§ WORK INSTRUCTIONS: Starting with the line that holds "of the distant", copy out each remaining line of the listing below, up to and including the last one, and include nothing else.

[Start ENTRIES PROVIDED]

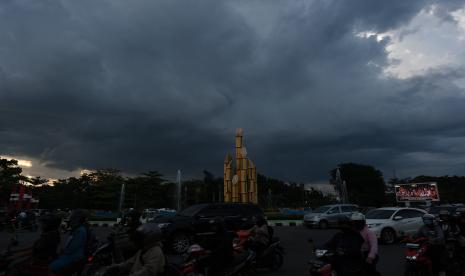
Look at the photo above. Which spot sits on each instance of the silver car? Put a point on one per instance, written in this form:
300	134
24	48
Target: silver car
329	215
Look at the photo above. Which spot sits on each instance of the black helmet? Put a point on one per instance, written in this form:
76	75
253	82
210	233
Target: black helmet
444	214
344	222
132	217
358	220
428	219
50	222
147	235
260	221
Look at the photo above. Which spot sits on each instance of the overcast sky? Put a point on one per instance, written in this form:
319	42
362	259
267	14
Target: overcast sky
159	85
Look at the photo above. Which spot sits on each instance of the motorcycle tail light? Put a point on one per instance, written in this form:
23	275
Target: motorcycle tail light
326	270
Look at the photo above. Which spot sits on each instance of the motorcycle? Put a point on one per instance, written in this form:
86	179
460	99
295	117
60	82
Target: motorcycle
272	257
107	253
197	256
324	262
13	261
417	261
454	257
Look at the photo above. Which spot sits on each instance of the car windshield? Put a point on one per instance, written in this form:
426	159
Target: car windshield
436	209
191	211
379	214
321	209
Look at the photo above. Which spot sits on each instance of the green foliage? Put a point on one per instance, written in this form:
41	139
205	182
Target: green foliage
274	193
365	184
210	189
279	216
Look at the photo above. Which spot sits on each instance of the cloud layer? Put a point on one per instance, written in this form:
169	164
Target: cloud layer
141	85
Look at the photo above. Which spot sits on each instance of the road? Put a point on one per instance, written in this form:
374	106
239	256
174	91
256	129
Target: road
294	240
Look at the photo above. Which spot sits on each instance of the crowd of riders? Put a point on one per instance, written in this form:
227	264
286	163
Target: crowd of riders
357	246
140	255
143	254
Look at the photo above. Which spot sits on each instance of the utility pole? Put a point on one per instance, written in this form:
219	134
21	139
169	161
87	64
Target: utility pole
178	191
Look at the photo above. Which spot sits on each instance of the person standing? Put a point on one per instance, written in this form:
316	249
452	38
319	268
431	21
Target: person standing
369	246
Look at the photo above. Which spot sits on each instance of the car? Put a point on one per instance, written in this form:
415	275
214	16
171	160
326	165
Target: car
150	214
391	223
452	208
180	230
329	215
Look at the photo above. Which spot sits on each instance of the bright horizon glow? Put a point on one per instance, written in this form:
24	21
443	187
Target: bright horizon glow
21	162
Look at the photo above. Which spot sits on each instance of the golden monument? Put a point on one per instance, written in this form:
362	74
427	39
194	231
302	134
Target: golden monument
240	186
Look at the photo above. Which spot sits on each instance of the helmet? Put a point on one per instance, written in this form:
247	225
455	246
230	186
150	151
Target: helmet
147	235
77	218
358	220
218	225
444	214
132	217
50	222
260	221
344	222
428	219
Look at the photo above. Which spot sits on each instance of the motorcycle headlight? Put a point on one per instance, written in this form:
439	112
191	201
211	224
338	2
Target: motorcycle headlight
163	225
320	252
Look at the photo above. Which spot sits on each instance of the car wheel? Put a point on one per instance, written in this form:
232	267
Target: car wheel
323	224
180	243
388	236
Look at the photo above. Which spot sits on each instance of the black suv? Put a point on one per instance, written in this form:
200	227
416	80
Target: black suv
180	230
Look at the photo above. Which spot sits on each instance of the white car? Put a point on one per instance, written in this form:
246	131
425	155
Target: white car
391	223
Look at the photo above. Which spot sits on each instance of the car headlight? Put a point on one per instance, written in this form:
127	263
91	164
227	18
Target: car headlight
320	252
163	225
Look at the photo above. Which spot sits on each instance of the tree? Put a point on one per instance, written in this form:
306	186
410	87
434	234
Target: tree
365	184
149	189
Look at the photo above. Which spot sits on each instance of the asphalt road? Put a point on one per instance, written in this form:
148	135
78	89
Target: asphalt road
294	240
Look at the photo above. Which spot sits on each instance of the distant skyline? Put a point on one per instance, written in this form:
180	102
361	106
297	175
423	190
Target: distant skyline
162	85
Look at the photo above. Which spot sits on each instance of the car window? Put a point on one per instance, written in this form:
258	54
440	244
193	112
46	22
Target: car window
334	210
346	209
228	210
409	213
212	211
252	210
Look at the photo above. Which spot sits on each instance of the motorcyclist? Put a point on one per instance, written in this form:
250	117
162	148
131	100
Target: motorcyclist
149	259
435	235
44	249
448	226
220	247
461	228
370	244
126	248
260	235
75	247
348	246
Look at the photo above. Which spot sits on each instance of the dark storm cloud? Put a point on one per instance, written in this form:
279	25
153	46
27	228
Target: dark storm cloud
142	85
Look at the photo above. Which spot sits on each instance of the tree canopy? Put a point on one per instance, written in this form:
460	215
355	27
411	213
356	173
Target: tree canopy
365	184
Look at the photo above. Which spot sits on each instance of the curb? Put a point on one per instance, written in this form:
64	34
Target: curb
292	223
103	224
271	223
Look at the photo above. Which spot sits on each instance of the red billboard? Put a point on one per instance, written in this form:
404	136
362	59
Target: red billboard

[End ENTRIES PROVIDED]

§ ANSWER TO THIS EXERCISE:
Look at the photo above. Which spot sits on each instance of the distant skyline? Put a point on one per instance, written in this form:
180	102
361	106
297	175
423	190
Target: distant skyline
162	85
Look at the photo above. Which spot sits on each instance of the car window? Put a point on one per instance, written in this form:
258	54
440	244
193	112
46	22
Target: car window
334	210
346	209
228	210
409	213
212	211
252	210
Look at the photo above. Which spot sits on each instance of the motorcyclist? Put a point on one per instance, written in this form:
250	117
162	148
131	100
Target: motorcyclist
149	259
435	235
44	249
448	226
220	247
461	228
370	244
126	248
260	235
75	247
348	246
Look at the photo above. Which spot sits on each instance of the dark storm cloud? Put a point on one per instance, written in this form:
279	25
153	46
27	228
Target: dark storm cloud
142	85
Look at the photo above. Which spot sits on each instance of the tree canopy? Put a point on one per instance, written in this form:
460	215
355	27
411	213
356	173
Target: tree canopy
365	184
Look at the photo above. Which spot sits on each instance of the curb? Put a point on one per instance, written in this form:
64	34
Target: curb
292	223
103	224
271	223
Look at the photo above. Which spot sits on each instance of the red billboard? Put a point on one per instance, written in this form:
404	136
362	59
Target: red billboard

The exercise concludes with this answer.